** start EXCERPT **
My old Ham rig is in a storage room. I could get it out and on battery in a flash. An antenna is another thing, however.
if that is the baofeng uv-5r, or a similar model, it can be programmed to scan and interact with pretty much all of the critical frequencies... heheheh (or so i'm told.)
Very, very seldom do we listen to radio broadcasts, either at home or in the car. We both prefer to watch live concert footage either on DVD or YouTube for music.
I had to look up what Pirate Radio is. Interesting that an unlicensed broadcaster can be in a jurisdiction/country where such transmission is legal, and be received in a jurisdiction/country where what he's doing is illegal. I commented about my British mother's WW2-era experiences, and see that one manifestation of Pirate Radio is when our ships sat offshore back then and transmitted popular music to fill in the gaps of the BBC's offering.
** end EXCERPT **
INSTRUCTION
Pick up the radio discussion above where it stops and write the next few posts.
** start DATA **
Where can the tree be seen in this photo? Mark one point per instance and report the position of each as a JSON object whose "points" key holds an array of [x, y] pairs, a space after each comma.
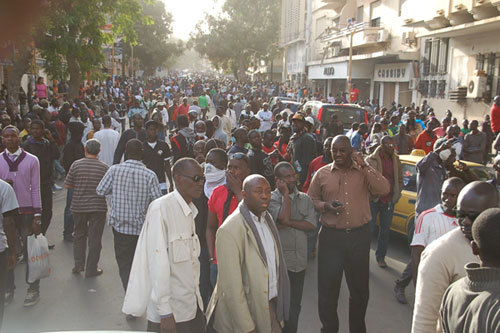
{"points": [[154, 46], [240, 35], [74, 39]]}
** end DATA **
RESULT OF THIS TASK
You have a good eye for radios! Yeh, that's the model. I believe it's 8W, so I'm not gonna use it to conspire with someone in Los Angeles (or even across the county) without the aid of repeater towers.
Get an antenna tuner and then you could string up a random single-wire antenna in a hurry. Are you still licensed?
Yep, still licensed. I do have a tuner and I can string a wire. Got the license when I lived in the bush and we could communicate where the phones weren't reliable. Don't use HF anymore, but use an HT to listen in on the ambulances and fire people. The cops are trunked and coded in some manner, so no scanner stuff there.
In an emergency, license be damned. But I could listen for news and what is going on without gov't oversight, right?